(Set problem): Reproduce word for word the rows below, from the line containing "reflection and record integer pixel coordinates." through the end of the rows.

Extracted rows:
____
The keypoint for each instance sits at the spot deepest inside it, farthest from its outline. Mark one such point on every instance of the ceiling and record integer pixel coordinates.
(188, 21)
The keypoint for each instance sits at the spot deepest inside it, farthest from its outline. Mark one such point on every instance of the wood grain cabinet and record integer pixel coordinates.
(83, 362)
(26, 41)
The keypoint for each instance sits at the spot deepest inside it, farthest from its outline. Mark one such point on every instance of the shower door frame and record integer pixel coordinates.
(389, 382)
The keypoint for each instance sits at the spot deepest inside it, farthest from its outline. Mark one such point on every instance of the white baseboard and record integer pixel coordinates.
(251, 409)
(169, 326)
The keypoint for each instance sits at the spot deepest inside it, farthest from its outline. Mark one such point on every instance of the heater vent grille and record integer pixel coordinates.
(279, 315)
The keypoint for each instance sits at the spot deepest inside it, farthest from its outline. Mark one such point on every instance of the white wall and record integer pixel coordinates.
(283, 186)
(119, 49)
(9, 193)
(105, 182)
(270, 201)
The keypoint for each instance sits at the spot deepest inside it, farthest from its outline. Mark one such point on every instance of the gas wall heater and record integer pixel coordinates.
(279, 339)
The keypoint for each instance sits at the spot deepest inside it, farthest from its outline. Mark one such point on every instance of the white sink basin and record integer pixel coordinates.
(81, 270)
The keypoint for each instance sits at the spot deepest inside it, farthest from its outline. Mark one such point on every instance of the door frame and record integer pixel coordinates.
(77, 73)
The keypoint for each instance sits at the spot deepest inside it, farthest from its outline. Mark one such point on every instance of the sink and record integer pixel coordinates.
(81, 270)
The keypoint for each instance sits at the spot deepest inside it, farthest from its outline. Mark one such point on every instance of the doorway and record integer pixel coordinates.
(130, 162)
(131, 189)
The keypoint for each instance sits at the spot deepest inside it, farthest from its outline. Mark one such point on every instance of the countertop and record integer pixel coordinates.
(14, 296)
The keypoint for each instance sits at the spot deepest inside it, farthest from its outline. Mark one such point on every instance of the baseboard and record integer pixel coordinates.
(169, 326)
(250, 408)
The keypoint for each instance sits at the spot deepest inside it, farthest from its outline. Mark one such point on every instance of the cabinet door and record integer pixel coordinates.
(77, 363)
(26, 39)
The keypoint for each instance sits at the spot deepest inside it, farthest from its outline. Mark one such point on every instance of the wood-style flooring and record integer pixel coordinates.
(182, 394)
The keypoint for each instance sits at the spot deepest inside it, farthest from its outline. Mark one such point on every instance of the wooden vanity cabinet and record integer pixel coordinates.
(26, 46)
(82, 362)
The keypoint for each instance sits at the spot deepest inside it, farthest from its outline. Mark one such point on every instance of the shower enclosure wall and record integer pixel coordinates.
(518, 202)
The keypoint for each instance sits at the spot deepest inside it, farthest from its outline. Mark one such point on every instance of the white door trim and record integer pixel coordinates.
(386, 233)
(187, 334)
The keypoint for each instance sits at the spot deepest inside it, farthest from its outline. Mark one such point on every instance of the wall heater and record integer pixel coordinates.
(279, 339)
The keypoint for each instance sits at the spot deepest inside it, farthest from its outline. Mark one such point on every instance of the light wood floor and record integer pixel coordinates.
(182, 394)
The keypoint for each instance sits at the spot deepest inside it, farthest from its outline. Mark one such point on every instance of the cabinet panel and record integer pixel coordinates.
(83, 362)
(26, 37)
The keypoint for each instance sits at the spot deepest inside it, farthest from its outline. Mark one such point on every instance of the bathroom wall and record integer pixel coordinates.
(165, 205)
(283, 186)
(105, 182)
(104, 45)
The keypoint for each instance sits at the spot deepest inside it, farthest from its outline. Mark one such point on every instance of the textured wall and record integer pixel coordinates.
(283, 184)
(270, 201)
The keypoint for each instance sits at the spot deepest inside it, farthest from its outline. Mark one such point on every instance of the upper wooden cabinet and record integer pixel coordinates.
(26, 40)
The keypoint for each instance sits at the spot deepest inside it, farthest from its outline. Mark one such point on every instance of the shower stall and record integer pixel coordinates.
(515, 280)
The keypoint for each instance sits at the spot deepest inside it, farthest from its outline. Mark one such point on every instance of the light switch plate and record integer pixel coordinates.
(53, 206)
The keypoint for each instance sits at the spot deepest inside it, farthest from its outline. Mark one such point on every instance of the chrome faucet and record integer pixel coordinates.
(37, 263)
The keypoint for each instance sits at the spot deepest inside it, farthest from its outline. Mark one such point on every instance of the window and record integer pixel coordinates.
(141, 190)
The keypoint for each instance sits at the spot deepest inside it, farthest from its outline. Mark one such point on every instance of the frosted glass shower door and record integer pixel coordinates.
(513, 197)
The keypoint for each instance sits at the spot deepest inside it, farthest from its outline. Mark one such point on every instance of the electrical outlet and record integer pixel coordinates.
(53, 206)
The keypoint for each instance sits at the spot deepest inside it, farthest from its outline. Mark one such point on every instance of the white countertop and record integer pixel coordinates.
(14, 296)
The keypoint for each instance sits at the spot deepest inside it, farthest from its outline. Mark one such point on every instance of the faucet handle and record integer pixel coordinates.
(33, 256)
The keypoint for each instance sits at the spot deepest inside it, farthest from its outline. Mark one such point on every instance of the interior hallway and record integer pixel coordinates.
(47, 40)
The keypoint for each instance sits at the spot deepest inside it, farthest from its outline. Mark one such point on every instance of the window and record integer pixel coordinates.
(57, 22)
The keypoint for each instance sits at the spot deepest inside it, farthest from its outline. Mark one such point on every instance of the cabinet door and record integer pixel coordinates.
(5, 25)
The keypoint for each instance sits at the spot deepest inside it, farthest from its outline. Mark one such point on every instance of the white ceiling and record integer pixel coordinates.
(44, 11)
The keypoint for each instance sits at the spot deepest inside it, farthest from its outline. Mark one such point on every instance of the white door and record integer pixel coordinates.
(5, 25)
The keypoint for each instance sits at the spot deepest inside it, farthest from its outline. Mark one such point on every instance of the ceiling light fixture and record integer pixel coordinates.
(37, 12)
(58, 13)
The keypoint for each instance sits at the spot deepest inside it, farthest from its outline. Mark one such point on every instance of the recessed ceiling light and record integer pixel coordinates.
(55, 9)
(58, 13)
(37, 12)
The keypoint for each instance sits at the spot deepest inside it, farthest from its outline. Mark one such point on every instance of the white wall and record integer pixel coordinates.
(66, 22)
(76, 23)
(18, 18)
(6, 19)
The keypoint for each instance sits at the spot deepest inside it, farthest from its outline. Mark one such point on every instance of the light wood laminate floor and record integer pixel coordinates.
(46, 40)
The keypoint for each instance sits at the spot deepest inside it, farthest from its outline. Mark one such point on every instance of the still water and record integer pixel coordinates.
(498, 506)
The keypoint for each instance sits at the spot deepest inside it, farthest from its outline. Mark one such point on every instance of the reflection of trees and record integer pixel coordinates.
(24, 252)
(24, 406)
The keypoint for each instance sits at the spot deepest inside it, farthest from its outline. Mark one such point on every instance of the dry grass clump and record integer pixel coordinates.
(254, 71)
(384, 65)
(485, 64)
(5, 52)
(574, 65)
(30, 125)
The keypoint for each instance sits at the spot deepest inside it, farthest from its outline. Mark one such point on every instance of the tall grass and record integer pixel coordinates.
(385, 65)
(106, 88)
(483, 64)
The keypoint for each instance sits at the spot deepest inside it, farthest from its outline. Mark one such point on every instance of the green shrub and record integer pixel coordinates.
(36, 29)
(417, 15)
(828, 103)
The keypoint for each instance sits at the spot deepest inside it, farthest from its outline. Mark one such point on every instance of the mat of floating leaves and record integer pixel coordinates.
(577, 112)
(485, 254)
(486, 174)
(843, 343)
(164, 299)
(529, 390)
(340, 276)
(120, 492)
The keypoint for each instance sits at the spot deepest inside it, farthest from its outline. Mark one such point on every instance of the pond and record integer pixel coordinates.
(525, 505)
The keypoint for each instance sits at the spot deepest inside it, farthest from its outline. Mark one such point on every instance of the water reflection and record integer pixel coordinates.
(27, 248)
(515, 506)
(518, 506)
____
(Result):
The keypoint for each instance sits at the spot deepest inside it, farthest from its outline. Mark one such point on every instance of the water reflection and record integer pixel coordinates.
(27, 248)
(515, 506)
(518, 506)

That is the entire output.